▶ _WHAT TO WORK ON_: State how many lines of the records below contain the word "side". Give only the number.

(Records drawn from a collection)

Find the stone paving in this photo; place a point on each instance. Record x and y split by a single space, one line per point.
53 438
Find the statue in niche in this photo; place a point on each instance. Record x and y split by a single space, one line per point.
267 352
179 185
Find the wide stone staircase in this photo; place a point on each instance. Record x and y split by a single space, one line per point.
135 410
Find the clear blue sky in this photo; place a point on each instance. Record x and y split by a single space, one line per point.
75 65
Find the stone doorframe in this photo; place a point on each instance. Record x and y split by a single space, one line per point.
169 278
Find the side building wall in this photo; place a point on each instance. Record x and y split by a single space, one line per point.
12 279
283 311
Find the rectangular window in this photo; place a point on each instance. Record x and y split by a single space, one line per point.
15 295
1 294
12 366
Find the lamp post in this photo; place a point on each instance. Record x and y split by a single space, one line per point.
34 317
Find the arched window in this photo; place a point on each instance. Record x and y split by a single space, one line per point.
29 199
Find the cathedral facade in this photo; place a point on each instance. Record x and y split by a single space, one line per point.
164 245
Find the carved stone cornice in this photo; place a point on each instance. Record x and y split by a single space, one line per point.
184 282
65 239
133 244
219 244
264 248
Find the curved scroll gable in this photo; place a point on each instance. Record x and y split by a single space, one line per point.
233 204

* * *

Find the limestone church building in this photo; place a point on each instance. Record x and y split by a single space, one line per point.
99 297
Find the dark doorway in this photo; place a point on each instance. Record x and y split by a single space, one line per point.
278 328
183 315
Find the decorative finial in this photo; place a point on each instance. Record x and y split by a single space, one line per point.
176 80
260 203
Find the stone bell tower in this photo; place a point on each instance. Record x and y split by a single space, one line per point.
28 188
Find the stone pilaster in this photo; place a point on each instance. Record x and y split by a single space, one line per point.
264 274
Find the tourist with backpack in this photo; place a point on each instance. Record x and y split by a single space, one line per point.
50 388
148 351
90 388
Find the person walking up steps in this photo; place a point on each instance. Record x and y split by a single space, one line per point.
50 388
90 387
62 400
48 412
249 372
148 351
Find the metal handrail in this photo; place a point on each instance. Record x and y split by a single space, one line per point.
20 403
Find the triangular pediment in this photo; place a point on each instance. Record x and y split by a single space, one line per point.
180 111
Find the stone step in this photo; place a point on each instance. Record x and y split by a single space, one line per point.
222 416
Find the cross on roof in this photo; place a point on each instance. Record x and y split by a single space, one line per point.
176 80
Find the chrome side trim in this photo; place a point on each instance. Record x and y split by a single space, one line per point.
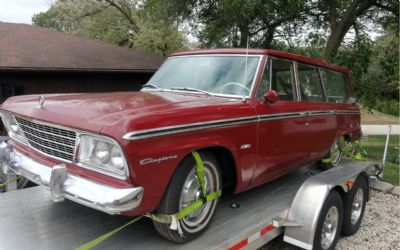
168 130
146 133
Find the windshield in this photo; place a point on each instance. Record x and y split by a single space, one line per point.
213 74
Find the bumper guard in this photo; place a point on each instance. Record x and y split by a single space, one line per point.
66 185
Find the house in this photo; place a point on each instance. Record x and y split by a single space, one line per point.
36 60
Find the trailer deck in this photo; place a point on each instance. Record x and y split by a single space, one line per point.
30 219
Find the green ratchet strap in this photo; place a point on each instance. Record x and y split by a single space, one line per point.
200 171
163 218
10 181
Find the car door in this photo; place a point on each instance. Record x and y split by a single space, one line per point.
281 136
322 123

▶ _FINAL ANSWER_: 2